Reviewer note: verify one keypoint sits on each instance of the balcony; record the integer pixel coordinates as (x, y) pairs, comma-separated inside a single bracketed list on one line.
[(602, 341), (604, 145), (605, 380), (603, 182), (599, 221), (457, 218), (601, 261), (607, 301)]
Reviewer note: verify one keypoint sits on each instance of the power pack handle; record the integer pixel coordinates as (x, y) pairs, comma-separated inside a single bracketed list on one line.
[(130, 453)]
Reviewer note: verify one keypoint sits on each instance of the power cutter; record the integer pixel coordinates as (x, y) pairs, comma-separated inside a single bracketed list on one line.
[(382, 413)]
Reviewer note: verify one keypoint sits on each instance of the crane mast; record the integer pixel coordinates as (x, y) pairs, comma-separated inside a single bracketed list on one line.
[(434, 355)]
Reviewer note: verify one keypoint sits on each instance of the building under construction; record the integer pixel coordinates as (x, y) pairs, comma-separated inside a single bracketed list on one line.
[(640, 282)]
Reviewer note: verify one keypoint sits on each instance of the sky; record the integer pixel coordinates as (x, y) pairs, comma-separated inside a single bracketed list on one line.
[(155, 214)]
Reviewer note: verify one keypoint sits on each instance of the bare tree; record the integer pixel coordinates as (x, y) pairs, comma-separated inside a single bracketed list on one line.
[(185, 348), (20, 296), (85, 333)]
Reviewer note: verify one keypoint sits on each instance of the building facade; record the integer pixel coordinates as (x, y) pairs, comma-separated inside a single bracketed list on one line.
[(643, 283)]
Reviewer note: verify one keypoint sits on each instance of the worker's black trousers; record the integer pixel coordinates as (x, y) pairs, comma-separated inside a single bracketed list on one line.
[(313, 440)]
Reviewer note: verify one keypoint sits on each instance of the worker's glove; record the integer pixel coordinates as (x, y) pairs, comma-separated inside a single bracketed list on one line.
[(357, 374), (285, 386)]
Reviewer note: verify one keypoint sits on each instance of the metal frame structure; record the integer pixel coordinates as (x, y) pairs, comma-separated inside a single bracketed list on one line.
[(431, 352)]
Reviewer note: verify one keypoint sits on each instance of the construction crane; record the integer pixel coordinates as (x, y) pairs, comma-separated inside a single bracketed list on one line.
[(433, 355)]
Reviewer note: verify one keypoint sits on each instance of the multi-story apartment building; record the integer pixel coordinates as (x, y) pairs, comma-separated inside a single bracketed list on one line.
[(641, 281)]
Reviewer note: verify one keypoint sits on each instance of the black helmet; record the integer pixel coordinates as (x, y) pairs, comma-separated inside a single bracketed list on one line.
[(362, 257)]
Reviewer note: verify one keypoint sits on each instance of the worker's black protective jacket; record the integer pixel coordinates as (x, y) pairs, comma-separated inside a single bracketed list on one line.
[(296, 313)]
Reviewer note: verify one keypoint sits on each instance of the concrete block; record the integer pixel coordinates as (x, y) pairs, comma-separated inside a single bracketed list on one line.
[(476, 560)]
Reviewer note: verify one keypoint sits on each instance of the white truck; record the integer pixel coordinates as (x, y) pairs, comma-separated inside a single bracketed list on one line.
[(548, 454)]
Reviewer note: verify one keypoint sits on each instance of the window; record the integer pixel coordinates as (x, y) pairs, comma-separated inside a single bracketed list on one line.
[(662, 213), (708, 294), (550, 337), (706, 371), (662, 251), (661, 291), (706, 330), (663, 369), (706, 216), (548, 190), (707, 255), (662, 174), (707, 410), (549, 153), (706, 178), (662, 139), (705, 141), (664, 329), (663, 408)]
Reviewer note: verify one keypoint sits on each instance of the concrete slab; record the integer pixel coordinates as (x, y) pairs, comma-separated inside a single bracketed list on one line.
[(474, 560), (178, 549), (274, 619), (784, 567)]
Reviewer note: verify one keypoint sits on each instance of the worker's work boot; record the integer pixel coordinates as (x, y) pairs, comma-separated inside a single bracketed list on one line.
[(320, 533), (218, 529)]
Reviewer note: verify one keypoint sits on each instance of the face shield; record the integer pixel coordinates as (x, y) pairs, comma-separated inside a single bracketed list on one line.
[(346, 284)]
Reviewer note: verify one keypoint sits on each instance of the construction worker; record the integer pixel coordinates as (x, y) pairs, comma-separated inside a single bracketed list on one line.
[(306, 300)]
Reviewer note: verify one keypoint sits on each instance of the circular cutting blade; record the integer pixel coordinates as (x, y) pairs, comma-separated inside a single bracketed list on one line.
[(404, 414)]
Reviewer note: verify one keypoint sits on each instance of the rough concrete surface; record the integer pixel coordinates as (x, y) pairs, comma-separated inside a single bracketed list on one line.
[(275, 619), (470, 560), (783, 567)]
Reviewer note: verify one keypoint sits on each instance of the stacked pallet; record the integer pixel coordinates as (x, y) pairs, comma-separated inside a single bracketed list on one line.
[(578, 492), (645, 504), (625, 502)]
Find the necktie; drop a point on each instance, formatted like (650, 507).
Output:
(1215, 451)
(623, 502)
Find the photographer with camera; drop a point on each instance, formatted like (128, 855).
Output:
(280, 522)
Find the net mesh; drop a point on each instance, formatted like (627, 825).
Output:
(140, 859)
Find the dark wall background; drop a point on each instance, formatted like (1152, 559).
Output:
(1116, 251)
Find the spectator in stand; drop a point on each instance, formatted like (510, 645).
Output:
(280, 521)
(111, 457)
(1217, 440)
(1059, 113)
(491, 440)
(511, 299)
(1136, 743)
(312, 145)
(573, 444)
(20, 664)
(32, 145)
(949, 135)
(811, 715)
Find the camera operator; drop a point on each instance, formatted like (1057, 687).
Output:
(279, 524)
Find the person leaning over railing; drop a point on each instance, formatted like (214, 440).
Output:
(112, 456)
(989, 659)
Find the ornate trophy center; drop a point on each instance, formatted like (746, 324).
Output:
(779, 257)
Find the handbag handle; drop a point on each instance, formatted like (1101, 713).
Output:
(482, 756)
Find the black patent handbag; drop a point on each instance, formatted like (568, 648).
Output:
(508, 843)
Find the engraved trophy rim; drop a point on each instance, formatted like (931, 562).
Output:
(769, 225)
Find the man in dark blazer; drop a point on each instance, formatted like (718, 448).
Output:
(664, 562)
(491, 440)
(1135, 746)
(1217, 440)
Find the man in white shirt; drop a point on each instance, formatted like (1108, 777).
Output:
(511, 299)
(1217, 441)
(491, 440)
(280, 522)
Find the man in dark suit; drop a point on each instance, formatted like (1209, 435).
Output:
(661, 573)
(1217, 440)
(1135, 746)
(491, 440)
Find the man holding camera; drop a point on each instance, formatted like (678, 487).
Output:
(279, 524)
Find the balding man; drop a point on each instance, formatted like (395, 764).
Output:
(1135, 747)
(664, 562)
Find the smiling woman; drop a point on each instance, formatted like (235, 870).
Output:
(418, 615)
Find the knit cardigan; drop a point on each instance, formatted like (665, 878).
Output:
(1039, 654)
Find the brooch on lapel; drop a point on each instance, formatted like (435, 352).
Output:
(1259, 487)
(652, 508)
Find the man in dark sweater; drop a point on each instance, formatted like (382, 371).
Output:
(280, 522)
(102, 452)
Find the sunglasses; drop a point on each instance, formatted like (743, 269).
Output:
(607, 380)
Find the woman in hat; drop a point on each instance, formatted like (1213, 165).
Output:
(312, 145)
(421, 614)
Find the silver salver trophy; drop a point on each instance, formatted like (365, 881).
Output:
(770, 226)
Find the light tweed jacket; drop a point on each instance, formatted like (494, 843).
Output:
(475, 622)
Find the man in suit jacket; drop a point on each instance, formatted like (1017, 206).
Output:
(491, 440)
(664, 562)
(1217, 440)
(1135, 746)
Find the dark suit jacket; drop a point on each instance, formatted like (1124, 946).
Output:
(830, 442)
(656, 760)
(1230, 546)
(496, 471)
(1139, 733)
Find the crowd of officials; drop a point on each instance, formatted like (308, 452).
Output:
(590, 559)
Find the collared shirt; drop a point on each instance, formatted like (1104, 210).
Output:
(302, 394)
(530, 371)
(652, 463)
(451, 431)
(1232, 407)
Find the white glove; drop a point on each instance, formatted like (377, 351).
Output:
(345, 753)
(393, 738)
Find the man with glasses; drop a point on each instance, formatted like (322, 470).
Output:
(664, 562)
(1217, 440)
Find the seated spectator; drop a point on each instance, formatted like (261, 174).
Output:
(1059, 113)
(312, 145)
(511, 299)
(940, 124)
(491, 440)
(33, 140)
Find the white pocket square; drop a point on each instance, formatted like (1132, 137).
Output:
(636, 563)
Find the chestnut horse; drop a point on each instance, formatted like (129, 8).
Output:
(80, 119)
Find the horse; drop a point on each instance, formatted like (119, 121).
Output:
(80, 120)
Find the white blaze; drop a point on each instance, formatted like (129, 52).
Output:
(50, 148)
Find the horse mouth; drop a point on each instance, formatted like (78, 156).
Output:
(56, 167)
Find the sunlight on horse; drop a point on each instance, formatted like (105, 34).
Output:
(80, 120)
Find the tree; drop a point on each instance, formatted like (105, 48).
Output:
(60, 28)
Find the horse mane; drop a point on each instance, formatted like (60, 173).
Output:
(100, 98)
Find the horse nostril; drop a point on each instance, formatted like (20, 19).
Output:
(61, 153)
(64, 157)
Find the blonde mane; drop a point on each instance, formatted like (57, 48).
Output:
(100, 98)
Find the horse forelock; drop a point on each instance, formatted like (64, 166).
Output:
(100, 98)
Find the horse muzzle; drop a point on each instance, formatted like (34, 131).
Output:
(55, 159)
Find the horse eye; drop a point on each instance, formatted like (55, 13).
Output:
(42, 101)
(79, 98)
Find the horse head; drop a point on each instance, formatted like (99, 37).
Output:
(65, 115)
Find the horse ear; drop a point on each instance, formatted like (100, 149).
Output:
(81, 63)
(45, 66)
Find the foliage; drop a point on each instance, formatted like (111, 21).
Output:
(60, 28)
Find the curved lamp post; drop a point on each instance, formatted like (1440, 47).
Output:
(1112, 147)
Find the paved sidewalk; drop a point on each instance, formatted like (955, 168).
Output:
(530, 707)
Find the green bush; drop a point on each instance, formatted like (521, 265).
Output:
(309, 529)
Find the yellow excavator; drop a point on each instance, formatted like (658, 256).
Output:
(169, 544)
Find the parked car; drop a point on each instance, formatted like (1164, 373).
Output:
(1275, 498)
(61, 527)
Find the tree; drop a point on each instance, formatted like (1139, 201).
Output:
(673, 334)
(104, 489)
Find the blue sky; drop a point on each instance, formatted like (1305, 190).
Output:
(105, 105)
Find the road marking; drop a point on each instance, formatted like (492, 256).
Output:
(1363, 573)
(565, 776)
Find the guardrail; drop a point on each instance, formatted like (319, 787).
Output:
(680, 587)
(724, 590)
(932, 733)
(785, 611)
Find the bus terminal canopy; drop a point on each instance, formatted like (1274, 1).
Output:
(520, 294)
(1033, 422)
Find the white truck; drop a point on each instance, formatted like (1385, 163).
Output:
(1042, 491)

-*-

> **EXERCISE PROMPT**
When the word "spectator" appears in a line of the listing, copy that line.

> **ANSWER TO THIS TASK**
Find the spectator in stand; drop a point on each instance, formatted like (510, 645).
Find the seated spectator; drop a point on each instance, formatted like (261, 174).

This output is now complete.